** Information provided follows **

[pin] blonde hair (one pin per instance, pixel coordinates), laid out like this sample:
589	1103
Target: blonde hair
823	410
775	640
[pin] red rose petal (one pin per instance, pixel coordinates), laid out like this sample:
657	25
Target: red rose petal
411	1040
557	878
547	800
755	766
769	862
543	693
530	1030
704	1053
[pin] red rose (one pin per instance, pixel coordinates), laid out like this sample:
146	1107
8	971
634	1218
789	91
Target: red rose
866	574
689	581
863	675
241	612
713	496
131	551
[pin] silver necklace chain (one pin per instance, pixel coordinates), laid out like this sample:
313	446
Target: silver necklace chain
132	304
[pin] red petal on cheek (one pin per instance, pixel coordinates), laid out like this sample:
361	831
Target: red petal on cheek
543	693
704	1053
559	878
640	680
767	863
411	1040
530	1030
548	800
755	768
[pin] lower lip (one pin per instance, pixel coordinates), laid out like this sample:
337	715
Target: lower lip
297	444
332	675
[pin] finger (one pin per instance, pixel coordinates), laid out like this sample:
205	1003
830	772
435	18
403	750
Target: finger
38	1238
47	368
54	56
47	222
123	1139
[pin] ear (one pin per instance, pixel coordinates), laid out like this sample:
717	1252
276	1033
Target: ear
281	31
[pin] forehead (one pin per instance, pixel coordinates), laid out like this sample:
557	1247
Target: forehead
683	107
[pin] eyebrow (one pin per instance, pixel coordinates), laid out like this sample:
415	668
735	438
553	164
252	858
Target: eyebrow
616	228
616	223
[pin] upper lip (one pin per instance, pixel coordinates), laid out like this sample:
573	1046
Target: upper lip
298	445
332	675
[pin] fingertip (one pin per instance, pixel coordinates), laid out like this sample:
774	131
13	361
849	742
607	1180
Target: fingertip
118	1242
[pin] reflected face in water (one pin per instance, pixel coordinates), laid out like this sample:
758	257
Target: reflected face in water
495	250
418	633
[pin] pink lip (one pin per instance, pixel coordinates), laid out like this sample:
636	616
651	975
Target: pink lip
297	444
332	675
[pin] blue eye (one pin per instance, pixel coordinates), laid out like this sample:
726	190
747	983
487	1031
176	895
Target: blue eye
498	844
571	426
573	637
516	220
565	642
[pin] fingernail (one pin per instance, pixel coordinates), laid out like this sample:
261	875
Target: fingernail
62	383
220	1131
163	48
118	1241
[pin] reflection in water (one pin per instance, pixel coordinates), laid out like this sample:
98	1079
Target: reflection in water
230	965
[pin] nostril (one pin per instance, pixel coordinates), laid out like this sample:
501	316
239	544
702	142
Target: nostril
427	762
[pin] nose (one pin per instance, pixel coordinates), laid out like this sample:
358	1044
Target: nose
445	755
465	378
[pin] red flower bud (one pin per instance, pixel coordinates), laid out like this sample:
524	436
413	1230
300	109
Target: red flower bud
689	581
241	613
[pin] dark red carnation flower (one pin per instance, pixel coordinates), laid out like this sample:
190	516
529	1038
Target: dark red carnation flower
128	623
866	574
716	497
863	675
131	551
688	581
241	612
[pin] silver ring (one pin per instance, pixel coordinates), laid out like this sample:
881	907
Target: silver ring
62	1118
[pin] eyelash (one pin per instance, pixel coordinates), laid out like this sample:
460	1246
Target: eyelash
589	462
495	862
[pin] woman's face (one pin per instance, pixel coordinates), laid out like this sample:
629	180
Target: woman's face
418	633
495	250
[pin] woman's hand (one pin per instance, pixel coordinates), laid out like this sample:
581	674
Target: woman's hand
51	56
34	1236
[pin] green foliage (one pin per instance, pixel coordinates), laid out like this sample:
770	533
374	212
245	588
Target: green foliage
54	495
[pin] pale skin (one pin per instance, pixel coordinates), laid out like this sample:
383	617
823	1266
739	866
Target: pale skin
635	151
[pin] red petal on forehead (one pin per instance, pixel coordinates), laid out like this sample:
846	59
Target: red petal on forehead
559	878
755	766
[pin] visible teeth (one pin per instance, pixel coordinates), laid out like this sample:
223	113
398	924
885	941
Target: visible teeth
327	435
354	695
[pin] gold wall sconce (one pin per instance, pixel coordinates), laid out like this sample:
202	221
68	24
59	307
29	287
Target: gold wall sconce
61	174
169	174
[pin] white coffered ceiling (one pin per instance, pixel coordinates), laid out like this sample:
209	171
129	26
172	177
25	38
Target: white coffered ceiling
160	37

** End of Information provided **

◆ **Description of the task**: All of the entries should be output exactly as they appear above.

◆ **Finished task**:
[pin] blonde hair (one pin per instance, pixel coordinates), laid out like this sample:
589	1103
Target: blonde hair
823	410
775	640
[pin] red rose petal (one pin per instance, pixel coordinates), laid out like this sample:
657	25
Target: red rose petal
411	1040
557	878
547	800
755	766
769	862
543	693
530	1030
704	1053
[pin] red rose (one pin per instance, pixel coordinates), laid out like this sample:
146	1107
8	971
634	1218
789	91
Target: red rose
866	574
689	581
863	675
241	612
713	496
131	551
[pin] silver necklace chain (one pin per instance, pixel coordinates), laid out like this sample:
313	446
Target: silver necklace chain
132	304
[pin] red petal on cheek (one pin per instance, pixel coordinates), laid out like this sample:
361	831
Target: red petal on cheek
543	693
704	1053
559	878
640	680
767	863
411	1040
530	1030
548	800
755	768
[pin] lower lip (one pin per instance, pixel coordinates), laid out like this sample:
337	715
Target: lower lip
297	444
332	675
[pin] finger (one pin per instance, pixel coordinates), laid out like this sample:
205	1003
830	772
435	18
403	750
Target: finger
38	1238
47	368
54	56
47	222
123	1139
[pin] ear (one pin per instance, pixel coordinates), laid out like this sample:
717	1252
276	1033
Target: ear
281	31
[pin] forehead (one pin per instance, pixel coordinates), laid out like this sample:
557	1247
Target: forehead
683	107
[pin] eyebrow (one pin per instance, pixel coordinates), laid out like this sample:
415	668
735	438
553	164
252	858
Target: eyebrow
616	228
616	223
[pin] upper lip (one pin per instance, pixel coordinates), laid out like this sample:
573	1046
Target: upper lip
298	445
332	675
[pin] fingertip (one pin per instance, pixel coordinates), laid out like this sample:
774	131
13	361
849	742
607	1180
Target: fingertip
118	1242
[pin] reflected face in water (one pin per instance, pixel coordinates), laid out like this sample:
758	257
Target: reflected face in water
495	250
418	633
[pin] pink lip (one pin per instance, pixel coordinates), laid out like this sample:
636	616
651	975
Target: pink lip
297	444
332	675
[pin] blue eye (one pin per instance, pixel coordinates), laid out like this sample:
726	190
747	983
487	1031
176	895
Target: blue eye
498	844
571	426
573	637
516	220
565	642
[pin] fingernail (one pin per instance, pixel coordinates), laid out like this sample:
261	875
Target: fingernail
62	383
220	1131
163	48
118	1241
[pin] reflection in water (one pin per instance, pixel coordinates), laid out like this sample:
98	1079
Target: reflection in water
230	965
[pin] nostril (one pin per instance, pixel coordinates), laid out like this sample:
501	316
239	544
702	142
Target: nostril
427	762
[pin] nose (one pin per instance, pixel coordinates), laid out like this sample:
358	1044
Target: nose
445	755
465	378
[pin] red flower bud (one pin per instance, pixel coordinates), laid out like this sample:
524	436
413	1230
300	109
Target: red flower bud
689	581
241	613
[pin] dark red carnation flower (one pin per instance, pixel coordinates), laid out like this sample:
190	516
529	1038
Target: dark red carnation flower
128	623
866	574
716	497
863	675
131	551
688	581
241	612
[pin] silver ring (one pin per instance, pixel coordinates), laid out like this sample:
881	907
Target: silver ring
62	1118
[pin] eyelash (one pin per instance, pixel coordinates), laid out like this sample:
460	1246
Target: eyelash
589	462
495	862
[pin] woman's face (one pin per instance, pixel coordinates), laid out like this sample:
629	180
Target: woman's face
418	633
495	250
[pin] woman's hand (one pin per instance, pixel coordinates), laid out like this sample:
581	674
Target: woman's hand
51	56
34	1236
[pin] green foliage (one pin per instance, pixel coordinates), laid out like this sample:
770	533
374	212
245	588
Target: green foliage
54	495
[pin] pale skin (one pin per instance, pixel coordinates), laid out like this sample:
383	617
823	1266
739	866
Target: pale skin
635	151
[pin] red petal on forehead (one pin per instance, pixel coordinates), laid out like this sample:
846	59
Target: red petal on forehead
559	878
755	766
[pin] visible teeth (one pin per instance, pixel coordinates), laid out like this sample:
223	113
398	924
885	941
Target: visible teeth
327	435
354	695
[pin] gold wall sconce (one pin per instance, pixel coordinates), laid out like this sample:
202	221
68	24
59	307
29	287
Target: gold wall sconce
61	174
169	174
[pin] white coffered ceiling (one pin per instance, pixel coordinates), laid out like this sample:
209	171
129	26
172	177
25	38
Target: white coffered ceiling
160	37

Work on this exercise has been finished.